The borders region in the south of Scotland is somewhere that I have yet to really explore and with the opening of the Borders railway line in 2015 it couldn’t be easier to travel there from Edinburgh. My trip today has a strong Sir Walter Scott influence, he lived and died in the borders and used much of the natural surroundings as inspiration for his novels. I am sure most people will know who Sir Walter Scott is but just in case you don’t he is the author of popular books such as Waverly and Ivanhoe and he is one of the most famous literary figures in Scottish history.
Although you can get a bus I opted for the comfort of the train and from Edinburgh to Tweedbank is relatively quick only taking an hour, on arrival I headed for Abbotsford House the former home of Sir Walter Scott. The house is just over a mile from the station and it is possible to walk it in around 35 minutes but there is a free minibus available from the train station which leaves Tweedbank station at 11am, 12pm and 1pm (same times as arriving Edinburgh trains) which I highly recommend. I think it is staffed by volunteers so it might not run all the time but another non walking option is to get the hop on hop off bus which also stops outside the station during the summer season.

···

» **Exercises to complete**
1. According to the Borders travel piece, why does the day's trip have a strong Sir Walter Scott influence?
2. Reproduce everything from "Although you can" down to "the summer season." in the Borders travel piece, swapping "minibus" for "shuttle".

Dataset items
···

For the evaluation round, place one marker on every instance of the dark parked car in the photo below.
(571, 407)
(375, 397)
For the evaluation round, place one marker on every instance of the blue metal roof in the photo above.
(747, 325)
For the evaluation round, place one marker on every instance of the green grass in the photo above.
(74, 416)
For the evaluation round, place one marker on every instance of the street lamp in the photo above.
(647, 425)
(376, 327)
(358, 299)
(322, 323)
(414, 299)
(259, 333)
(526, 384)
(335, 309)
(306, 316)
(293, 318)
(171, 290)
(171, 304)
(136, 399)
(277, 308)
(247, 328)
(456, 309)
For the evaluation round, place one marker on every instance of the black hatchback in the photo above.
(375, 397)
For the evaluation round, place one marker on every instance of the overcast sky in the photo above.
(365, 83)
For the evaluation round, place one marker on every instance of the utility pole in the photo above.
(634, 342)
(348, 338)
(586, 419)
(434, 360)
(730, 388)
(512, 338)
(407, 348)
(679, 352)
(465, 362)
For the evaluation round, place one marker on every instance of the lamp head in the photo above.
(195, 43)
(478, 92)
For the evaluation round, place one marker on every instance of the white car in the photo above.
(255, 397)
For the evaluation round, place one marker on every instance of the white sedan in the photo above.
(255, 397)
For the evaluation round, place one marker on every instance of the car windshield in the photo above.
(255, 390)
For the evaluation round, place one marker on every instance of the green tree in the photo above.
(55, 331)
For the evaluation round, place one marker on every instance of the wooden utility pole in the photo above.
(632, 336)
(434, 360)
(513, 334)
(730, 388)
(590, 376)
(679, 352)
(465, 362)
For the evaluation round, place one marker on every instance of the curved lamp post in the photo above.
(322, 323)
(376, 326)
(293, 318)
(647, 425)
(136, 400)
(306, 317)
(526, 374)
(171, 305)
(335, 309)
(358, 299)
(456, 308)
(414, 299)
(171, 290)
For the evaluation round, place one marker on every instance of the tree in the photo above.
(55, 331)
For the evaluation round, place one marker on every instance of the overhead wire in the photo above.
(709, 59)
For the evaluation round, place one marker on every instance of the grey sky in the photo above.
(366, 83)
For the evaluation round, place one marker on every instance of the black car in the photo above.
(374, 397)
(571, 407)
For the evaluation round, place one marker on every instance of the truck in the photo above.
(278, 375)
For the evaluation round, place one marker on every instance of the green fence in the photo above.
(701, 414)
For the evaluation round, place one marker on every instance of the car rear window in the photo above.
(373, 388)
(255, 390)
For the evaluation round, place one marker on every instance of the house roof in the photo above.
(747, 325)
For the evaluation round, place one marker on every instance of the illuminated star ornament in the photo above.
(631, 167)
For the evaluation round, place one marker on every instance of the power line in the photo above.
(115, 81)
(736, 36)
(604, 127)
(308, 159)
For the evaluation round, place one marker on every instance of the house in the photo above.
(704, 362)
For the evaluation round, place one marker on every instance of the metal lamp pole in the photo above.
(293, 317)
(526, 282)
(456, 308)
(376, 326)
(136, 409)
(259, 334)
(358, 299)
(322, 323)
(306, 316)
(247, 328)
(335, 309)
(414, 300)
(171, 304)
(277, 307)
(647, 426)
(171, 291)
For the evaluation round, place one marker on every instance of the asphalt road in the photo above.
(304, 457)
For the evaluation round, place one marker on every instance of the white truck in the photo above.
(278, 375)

···

» **Responses per task**
1. The trip has a strong Sir Walter Scott influence because he lived and died in the Borders. He also used much of the region's natural surroundings as inspiration for his novels.

2.
Although you can get a bus I opted for the comfort of the train and from Edinburgh to Tweedbank is relatively quick only taking an hour, on arrival I headed for Abbotsford House the former home of Sir Walter Scott. The house is just over a mile from the station and it is possible to walk it in around 35 minutes but there is a free shuttle available from the train station which leaves Tweedbank station at 11am, 12pm and 1pm (same times as arriving Edinburgh trains) which I highly recommend. I think it is staffed by volunteers so it might not run all the time but another non walking option is to get the hop on hop off bus which also stops outside the station during the summer season.